### [CONSIGNES DE L'EXERCICE]
Dans l'extrait consacré au film Enemy, recopiez fidèlement tout ce qui va de « Ce film a remporté » jusqu'à « sente une oppression. ».

### [EXTRAIT CITÉ]

Ce film a remporté un grand nombre de Prix Génie au Canada : meilleur metteur en scène, meilleure actrice pour un second rôle (Sarah Gordon ; ah, l'importance des seconds rôles !)...
... meilleure photo, meilleur montage, meilleure musique originale... et a eu de nombreuses nominations, notamment pour Jake Gyllenhaal (catégorie premier rôle).
La tonalité du film est très différente de celle du livre. Les Saramago sont "bavards" dans le sens où l'écrivain est toujours présent, il tire les ficelles, commente, joue avec le lecteur. Enemy est un film opaque ; toutes les couleurs vives sont bannies : une teinte jaune délavée envahit tout. La bande-son consiste généralement en bruits sourds qui maintiennent la tension. Tout est fait pour que le spectateur sente une oppression.
Nous sommes à Toronto. Voici Jake Gyllenhaal-Tertuliano Máximo Afonso en prof d'histoire :
Pour montrer qu'il est déprimé, sa cravate est desserrée, il a les cheveux un peu plaqués sur le front, on sent qu'il n'est pas bien. Dans le livre, il enseignait à des élèves beaucoup plus jeunes. Mais la différence majeure, on la voit bien sur la photo, ce sont les ordinateurs. Internet facilite les recherches... Et il y a les téléphones portables.
Le film n'est pas très long (1h30). Si on n'a pas lu le livre, les motivations des personnages seront incompréhensibles. D'un autre côté, la lecture préalable du livre fait que l'on n'interprète ces motivations que dans le sens explicité par le livre, et uniquement dans celui-ci (les personnages y sont plus fouillés, plus "réels"). Tout paraît alors poussé, artificiel, et le film carrément incompréhensible.

### [DONNÉES PRÉSENTÉES]
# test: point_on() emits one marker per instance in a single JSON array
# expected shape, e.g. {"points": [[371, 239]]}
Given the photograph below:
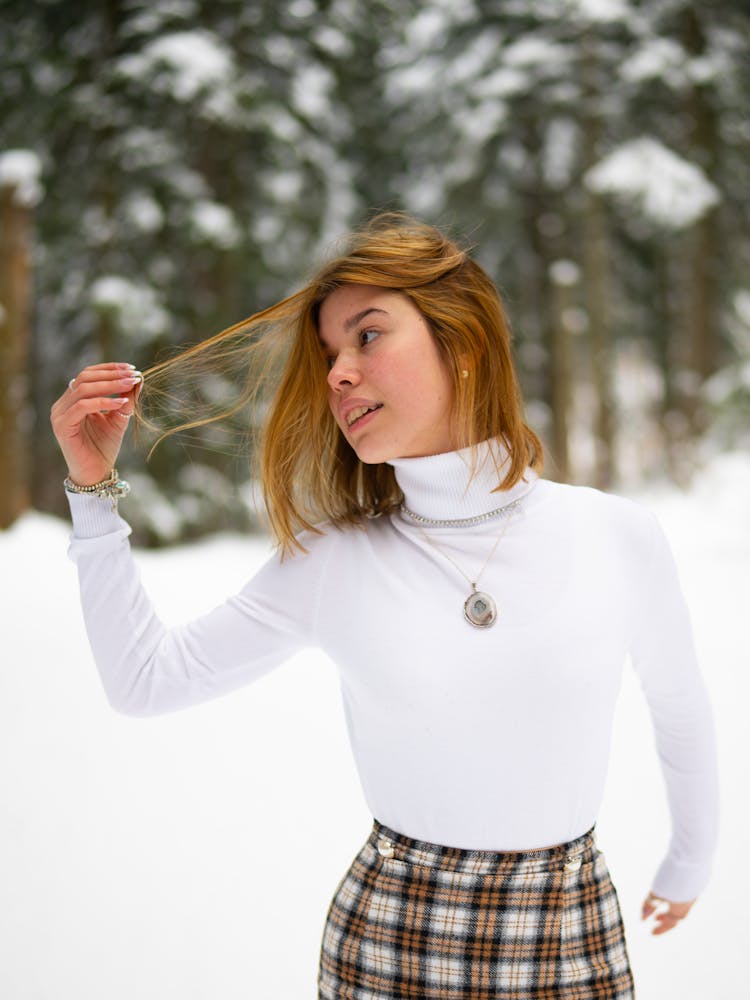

### [RÉSULTAT DE L'EXERCICE]
Ce film a remporté un grand nombre de Prix Génie au Canada : meilleur metteur en scène, meilleure actrice pour un second rôle (Sarah Gordon ; ah, l'importance des seconds rôles !)...
... meilleure photo, meilleur montage, meilleure musique originale... et a eu de nombreuses nominations, notamment pour Jake Gyllenhaal (catégorie premier rôle).
La tonalité du film est très différente de celle du livre. Les Saramago sont "bavards" dans le sens où l'écrivain est toujours présent, il tire les ficelles, commente, joue avec le lecteur. Enemy est un film opaque ; toutes les couleurs vives sont bannies : une teinte jaune délavée envahit tout. La bande-son consiste généralement en bruits sourds qui maintiennent la tension. Tout est fait pour que le spectateur sente une oppression.